- [Textauszug]
☆ ☆ ☆ ☆ ☆
Rezension: „funny girl“ (Anthony McCarten)

Für mich bedeutet Lesen nicht nur eine gelungene Abwechslung und Ablenkung vom Alltag. Für mich bedeutet Lesen auch, dass ich mich auf literarischem Weg Themen nähere, die von gesellschaftlicher oder politischer Relevanz sind. „funny girl“ von Anthony McCarten verbindet beides.
 
image12

(Foto: Privat)

Inhalt:

 
Azime möchte nichts weiter als das, was wohl jeder junge Erwachsene möchte: Den eigenen Weg im Leben finden und gehen. Genau dieser Wunsch, der darin mündet, dass Azime Komikerin werden möchte, geht gegen alle Vorstellungen ihrer Eltern und der Gemeinschaft in der sie lebt. Eine Muslima, so deren Ansicht, hat nicht witzig zu sein – was reichlich ungünstig für Azime ist, denn sie kann nicht nicht witzig sein.
 

Mein Eindruck:

In diesem Buch liegen Komik und Tragik sehr nah beieinander. Auf der einen Seite ist da Azime, die einen wunderbaren Sinn für Humor hat, trocken und schlagfertig auf beinahe jede Bemerkung zu antworten weiß. Und auf der anderen Seite ist da ebenfalls Azime, der gesagt wird, sie hat als muslimische Frau nicht lustig zu sein, sie habe nichts zu sagen. Die Diskrepanz zwischen der Sehnsucht nach Redefreiheit und dem Wunsch nach Akzeptanz durch die Gemeinschaft, die sie mundtot zu machen droht, ist das Spannungsfeld welches McCarten aufbaut und in dem er die Charaktere mal entlang bekannter Klischees führt, sie aber dann auch wieder komplett aus diesen ausbrechen lässt.
☆ ☆ ☆ ☆ ☆
- [Arbeitsauftrag] Setzen Sie die Rezension zu „funny girl“ im Anschluss an ihren letzten Satz fort. Die anschließenden Zeilen werden für die Bearbeitung nicht gebraucht.

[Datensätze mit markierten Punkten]
☆ ☆ ☆ ☆ ☆
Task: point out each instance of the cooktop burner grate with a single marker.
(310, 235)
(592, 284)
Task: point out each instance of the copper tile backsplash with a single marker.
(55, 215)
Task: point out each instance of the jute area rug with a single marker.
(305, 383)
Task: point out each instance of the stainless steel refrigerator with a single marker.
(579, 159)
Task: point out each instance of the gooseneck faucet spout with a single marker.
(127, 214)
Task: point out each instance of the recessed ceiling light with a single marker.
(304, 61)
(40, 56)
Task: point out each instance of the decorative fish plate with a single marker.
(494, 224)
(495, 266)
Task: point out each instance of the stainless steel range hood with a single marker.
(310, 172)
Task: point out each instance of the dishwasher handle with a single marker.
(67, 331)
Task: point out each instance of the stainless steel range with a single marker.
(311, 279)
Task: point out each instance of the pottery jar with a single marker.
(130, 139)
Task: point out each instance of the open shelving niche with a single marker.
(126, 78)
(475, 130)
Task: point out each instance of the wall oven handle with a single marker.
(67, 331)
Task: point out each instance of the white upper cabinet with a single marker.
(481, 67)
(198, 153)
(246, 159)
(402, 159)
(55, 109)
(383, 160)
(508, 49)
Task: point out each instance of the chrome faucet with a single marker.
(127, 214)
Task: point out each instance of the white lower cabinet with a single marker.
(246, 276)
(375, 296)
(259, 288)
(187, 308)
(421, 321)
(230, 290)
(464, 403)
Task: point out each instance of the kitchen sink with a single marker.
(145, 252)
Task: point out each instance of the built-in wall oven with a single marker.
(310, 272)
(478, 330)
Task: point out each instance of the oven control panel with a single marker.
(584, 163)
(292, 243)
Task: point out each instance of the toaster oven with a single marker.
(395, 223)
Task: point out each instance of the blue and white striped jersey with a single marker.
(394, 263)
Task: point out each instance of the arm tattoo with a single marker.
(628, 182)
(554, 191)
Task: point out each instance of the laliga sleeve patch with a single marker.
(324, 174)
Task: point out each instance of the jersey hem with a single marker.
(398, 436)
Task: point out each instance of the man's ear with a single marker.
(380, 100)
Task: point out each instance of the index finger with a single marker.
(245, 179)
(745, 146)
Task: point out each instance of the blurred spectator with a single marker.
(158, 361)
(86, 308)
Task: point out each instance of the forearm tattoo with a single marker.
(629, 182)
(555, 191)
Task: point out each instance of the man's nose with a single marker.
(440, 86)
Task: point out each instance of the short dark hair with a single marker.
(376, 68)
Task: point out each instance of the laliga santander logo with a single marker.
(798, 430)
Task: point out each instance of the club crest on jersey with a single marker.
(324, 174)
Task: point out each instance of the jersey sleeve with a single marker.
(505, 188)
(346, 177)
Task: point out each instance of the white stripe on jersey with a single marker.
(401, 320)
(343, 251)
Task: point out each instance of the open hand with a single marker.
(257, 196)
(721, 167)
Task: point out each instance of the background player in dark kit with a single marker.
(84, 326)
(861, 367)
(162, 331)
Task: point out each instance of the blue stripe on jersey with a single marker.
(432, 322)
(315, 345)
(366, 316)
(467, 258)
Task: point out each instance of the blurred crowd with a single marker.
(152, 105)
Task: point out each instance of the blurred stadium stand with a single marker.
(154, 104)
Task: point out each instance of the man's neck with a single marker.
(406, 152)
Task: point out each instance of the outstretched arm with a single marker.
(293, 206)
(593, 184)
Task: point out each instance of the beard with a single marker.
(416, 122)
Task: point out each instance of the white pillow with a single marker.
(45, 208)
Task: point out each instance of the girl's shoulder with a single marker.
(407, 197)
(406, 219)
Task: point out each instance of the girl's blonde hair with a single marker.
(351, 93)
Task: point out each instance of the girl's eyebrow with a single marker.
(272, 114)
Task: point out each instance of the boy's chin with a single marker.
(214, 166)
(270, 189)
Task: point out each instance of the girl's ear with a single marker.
☆ ☆ ☆ ☆ ☆
- [Antwort]
Sowieso, die Klischees: Jeder Mensch hat Vorurteile im Kopf, denn diese braucht unser Gehirn, um mit der Komplexität der Welt zurechtkommen. Wichtig ist jedoch, dass man sich gerade in Bezug auf das soziale Gefüge dieser Vorurteile bewusst wird, und das eigene Handeln und die Wahrnehmung anderer möglichst unabhängig von ihnen macht. McCarten spielt virtuos mit den Stereotypen, welche in den Köpfen seine Leser gerade in Bezug auf den Islam und eingewanderte Familien vorherrschen mögen. Mal entwickelt er die Handlung entlang der erwartbaren Möglichkeiten um dann, keine zwei Seiten später, komplett aus den Klischees auszubrechen und den Leser so zu überraschen. Es ist eine Herausforderung, die eigenen Vorurteile zu hinterfragen. Gerade in der aktuellen Zeit kann man das Gefühl haben, dass dies nicht jedem gelingt. McCarten sorgt dafür, dass dieses Hinterfragen amüsant wird – was noch ein Grund mehr ist, dieses Buch weiterzuempfehlen. Erst wenn wir hinter die Kulissen unserer Vorurteile blicken, können wir uns von ihnen frei machen.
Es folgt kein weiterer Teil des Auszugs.